(Exercise prompt) Find each line in the items below that contains the string "green" and copy it out in full. Matching is case-sensitive.

(Provided records)
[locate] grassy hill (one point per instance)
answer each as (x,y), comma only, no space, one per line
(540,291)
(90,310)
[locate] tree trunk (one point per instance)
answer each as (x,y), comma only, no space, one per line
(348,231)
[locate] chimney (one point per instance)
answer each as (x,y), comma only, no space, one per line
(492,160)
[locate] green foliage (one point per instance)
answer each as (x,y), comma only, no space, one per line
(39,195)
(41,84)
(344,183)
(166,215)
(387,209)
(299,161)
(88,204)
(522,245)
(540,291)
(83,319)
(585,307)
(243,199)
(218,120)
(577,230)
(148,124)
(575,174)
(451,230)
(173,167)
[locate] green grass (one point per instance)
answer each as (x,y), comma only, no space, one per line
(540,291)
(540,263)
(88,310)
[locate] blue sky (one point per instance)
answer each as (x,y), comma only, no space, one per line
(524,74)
---
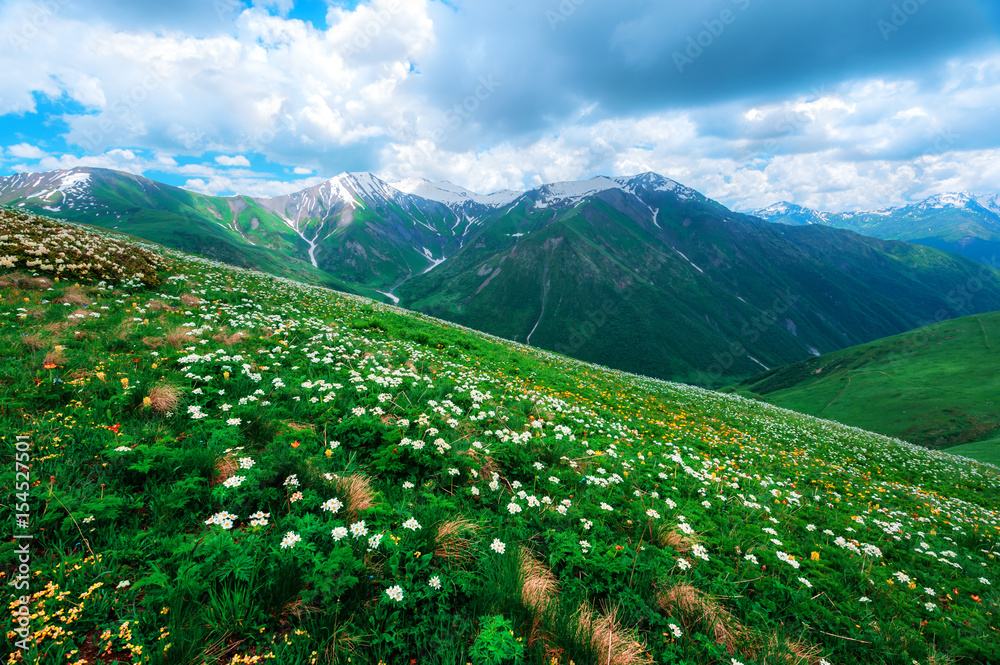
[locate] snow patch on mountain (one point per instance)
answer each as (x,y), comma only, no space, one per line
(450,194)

(Solution to the problem)
[locate] green foliage (one point per instance)
[locate] green grass (one point per instance)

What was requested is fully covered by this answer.